### Exercise materials
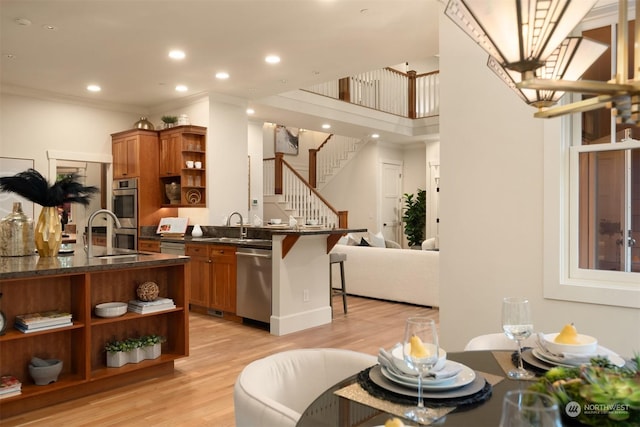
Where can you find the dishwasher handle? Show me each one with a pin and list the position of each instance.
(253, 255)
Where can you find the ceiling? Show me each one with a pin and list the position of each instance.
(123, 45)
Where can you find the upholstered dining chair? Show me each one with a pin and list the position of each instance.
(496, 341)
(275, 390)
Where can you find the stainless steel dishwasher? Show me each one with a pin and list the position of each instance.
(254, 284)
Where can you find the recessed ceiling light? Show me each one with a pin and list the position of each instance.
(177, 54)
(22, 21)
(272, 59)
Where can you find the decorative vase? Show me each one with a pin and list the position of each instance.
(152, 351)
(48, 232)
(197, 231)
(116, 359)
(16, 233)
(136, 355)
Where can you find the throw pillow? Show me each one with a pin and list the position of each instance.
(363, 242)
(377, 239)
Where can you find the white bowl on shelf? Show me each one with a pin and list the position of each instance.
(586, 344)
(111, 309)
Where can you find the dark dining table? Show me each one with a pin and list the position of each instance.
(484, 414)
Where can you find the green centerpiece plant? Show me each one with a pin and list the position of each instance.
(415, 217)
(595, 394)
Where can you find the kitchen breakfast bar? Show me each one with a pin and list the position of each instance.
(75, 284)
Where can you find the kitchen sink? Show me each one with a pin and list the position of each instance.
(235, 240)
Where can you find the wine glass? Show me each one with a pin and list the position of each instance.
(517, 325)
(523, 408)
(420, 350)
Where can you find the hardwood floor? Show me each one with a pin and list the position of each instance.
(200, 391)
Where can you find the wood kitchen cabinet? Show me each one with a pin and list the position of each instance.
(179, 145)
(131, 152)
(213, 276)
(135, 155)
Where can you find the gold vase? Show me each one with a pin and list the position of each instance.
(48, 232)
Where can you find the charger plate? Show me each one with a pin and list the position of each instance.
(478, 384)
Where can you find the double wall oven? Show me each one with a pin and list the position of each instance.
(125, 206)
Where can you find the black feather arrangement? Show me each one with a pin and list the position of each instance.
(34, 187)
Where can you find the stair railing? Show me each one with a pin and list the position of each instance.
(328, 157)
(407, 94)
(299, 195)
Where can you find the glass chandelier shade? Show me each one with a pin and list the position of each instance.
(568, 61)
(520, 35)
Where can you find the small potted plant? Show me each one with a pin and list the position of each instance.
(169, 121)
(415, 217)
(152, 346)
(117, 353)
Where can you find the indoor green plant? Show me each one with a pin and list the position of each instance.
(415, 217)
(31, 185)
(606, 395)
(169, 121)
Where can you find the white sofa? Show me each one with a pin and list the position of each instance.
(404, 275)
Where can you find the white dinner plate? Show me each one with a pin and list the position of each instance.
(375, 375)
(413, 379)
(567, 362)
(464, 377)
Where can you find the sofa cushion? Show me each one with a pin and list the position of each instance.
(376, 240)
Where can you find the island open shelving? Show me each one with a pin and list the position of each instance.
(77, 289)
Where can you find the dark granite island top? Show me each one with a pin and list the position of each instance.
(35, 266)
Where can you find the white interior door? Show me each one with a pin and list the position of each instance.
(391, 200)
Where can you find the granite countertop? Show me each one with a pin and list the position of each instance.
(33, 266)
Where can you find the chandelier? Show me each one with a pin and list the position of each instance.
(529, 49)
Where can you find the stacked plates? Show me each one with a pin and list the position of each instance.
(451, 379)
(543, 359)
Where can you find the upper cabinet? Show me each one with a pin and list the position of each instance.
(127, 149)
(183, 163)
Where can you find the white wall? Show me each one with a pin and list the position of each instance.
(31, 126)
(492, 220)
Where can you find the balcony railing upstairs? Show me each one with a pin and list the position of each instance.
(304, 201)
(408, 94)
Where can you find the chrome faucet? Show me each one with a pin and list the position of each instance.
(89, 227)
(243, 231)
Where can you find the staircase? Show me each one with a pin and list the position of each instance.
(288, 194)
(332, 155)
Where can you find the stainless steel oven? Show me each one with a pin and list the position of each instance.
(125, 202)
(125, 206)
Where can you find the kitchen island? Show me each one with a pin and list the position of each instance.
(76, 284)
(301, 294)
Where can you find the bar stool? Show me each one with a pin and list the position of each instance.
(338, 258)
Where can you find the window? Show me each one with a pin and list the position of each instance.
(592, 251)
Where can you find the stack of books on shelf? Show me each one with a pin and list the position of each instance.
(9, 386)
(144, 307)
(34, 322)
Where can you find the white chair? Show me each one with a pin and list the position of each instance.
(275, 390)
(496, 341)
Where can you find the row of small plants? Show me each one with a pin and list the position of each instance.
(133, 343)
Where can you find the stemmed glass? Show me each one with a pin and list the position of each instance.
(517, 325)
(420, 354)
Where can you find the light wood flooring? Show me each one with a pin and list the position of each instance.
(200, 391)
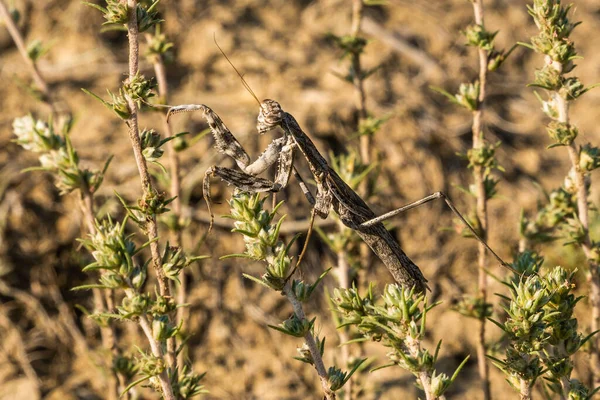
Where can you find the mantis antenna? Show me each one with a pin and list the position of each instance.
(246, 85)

### Work request
Begin at the line that contains "Where can you find the bar" and transcribe exactly, and only, each line through the final line of the data above, both included; the pictures do not go in.

### Result for this task
Where can you find the bar stool? Show me each one with a pin and list the position of each instance.
(338, 258)
Where can you find the window? Show me each one with a pin and list the position of each instance.
(592, 251)
Where can you find the stack of books on shelf? Show me each one with a pin and list the position of each instance.
(9, 386)
(144, 307)
(34, 322)
Where can you find the white chair? Show me each one with a pin and list the position of each instance.
(275, 390)
(496, 341)
Where can you find the row of small plants? Show me each one with a pin and list the position of each instance.
(133, 343)
Where can you find the stemmed glass? Show me each one with a pin and list the position of each instance.
(517, 325)
(420, 354)
Where can you find the light wood flooring? Show me each one with a pin and list the position of each instance.
(200, 391)
Where can you find the mantis antenna? Show me each one with a pin and list the position of each instance.
(246, 85)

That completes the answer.